● **Your task**
Using the entries below, output exactly the line containing "Expected: one point per instance of the tree, each" and all lines that follow it to the end.
########################################
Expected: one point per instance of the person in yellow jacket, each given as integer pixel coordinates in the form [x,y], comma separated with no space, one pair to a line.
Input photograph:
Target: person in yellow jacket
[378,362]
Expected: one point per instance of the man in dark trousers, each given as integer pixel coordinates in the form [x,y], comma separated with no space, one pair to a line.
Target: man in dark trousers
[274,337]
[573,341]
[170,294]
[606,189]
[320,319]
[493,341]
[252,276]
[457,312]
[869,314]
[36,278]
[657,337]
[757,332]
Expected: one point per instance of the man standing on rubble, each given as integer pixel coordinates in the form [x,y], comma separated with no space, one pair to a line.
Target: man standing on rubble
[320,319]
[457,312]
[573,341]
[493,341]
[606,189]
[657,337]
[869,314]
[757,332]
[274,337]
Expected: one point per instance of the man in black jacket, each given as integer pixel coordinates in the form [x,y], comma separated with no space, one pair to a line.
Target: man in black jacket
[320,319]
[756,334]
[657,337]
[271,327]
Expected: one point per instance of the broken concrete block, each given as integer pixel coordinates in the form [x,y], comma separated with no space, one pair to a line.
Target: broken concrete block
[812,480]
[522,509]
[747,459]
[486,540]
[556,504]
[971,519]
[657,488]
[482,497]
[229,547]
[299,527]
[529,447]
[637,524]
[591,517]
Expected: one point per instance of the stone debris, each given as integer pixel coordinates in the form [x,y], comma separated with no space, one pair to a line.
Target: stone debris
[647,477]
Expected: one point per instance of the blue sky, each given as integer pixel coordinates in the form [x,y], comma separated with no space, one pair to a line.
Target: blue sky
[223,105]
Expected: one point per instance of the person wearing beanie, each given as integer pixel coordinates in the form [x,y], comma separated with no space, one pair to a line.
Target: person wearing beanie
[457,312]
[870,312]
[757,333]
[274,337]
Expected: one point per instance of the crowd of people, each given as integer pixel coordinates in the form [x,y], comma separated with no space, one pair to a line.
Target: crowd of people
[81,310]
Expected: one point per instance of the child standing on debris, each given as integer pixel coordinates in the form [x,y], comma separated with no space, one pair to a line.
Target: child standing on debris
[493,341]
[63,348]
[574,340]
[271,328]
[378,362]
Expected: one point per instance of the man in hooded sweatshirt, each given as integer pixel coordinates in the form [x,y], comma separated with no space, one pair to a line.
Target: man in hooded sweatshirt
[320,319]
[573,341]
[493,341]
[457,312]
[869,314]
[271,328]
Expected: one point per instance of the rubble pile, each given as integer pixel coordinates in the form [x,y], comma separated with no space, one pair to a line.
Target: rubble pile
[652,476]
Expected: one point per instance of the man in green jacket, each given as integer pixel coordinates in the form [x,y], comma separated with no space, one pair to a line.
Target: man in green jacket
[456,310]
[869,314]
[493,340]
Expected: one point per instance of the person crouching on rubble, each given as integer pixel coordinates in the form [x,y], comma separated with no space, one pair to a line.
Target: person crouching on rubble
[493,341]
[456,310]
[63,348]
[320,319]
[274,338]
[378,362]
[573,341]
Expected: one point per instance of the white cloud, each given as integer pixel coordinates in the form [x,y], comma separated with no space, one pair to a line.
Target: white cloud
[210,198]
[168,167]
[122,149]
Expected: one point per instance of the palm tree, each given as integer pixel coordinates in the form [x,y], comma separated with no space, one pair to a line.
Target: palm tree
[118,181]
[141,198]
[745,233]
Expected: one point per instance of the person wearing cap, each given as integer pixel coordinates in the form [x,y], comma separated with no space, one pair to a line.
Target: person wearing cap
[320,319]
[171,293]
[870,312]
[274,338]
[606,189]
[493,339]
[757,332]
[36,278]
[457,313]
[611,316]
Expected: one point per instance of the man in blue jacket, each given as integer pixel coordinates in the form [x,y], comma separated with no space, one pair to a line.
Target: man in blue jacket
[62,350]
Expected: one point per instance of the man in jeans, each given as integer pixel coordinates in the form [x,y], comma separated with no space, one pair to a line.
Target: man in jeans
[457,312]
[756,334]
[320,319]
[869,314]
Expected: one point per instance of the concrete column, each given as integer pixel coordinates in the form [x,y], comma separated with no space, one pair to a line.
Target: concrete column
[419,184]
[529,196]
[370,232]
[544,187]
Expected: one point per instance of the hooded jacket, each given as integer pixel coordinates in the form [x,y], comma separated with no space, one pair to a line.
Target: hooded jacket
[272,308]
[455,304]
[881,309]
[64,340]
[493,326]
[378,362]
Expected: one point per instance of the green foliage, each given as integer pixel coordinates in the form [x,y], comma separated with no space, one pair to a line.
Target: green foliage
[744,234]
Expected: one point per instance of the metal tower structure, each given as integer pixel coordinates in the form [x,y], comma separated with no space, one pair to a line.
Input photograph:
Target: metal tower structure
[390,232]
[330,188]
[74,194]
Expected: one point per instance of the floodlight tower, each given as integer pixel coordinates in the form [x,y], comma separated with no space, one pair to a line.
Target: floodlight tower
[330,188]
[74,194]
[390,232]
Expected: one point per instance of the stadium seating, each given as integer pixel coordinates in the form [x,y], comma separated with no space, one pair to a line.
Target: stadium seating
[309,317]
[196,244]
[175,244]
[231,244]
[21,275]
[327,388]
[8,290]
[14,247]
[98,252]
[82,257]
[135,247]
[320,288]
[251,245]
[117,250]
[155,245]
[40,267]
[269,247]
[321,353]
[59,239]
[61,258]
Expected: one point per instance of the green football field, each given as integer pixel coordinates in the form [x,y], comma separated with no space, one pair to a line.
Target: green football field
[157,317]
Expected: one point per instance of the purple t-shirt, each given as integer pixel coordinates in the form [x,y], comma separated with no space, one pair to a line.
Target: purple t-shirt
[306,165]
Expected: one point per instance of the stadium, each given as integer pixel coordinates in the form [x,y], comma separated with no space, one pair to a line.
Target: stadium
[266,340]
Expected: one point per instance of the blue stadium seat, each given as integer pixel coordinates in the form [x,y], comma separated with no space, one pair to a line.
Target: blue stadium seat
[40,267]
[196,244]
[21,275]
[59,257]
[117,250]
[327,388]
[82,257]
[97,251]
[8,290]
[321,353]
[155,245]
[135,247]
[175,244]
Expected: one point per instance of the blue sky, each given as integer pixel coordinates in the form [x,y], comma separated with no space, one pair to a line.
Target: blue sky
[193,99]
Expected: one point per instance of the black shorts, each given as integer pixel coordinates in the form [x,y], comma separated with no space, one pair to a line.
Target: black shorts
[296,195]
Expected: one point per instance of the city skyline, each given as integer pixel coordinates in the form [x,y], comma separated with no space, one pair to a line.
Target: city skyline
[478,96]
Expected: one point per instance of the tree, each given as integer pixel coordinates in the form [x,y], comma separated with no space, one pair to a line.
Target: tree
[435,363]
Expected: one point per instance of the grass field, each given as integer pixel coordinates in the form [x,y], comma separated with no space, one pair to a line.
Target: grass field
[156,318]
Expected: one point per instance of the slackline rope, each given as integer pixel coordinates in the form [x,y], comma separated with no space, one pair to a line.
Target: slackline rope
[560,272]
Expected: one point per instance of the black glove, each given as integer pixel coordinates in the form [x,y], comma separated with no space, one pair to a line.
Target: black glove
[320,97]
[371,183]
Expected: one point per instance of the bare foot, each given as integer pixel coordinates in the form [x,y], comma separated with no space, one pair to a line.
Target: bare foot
########################################
● **Response**
Expected: one point per instance of the tree, each given as integer pixel coordinates in the form [x,y], comma separated with no space, one pair to a line.
Target: tree
[435,363]
Expected: one point per instance of the grass field, each given as integer pixel coordinates in the form [x,y], comma separated with no space, one pair to a line.
Target: grass field
[156,318]
Expected: one point per instance of the slackline rope, each given as integer pixel coordinates in the form [x,y], comma separated with no space, one pair to a line.
Target: slackline rope
[560,272]
Expected: one point per instance of the black glove, each given as integer pixel coordinates in the form [x,y], comma separated with no space, one pair to a line.
Target: black glove
[320,97]
[371,183]
Expected: one point per instance of the bare foot, each given as integer pixel coordinates in the form [x,y], comma separated with no space, one pair to a line.
Target: bare foot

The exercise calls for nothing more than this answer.